══ Entries provided ══

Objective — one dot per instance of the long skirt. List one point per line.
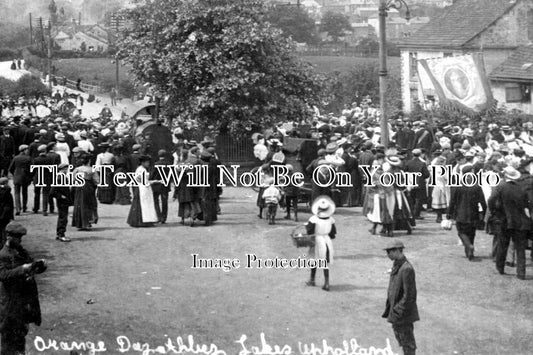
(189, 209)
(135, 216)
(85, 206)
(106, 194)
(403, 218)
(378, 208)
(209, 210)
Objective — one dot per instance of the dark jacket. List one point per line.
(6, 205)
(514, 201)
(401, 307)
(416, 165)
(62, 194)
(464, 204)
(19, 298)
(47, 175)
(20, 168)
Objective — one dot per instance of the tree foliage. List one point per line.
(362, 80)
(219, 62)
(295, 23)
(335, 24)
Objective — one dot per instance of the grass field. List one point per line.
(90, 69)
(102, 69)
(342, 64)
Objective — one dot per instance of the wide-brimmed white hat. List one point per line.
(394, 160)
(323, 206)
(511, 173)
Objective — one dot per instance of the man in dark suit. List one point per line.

═══
══ Entries provided ══

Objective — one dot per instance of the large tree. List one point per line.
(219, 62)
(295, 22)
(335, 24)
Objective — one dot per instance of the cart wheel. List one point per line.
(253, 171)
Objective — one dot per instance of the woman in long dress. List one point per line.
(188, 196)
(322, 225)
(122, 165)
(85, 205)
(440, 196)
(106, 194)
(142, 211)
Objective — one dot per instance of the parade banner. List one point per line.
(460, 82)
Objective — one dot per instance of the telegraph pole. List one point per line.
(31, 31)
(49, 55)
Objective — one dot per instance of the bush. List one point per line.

═══

### [Your assignment]
Return word for word the lines above from the line with "Objective — one dot per instance of the telegraph" to the line with "Objective — one dot per instance of the bush.", including both and leaving out all others.

### [Expected answer]
Objective — one dot per instance of the telegraph pole. List one point per line.
(31, 31)
(49, 55)
Objective — one dot per instance of the bush. List one point per line.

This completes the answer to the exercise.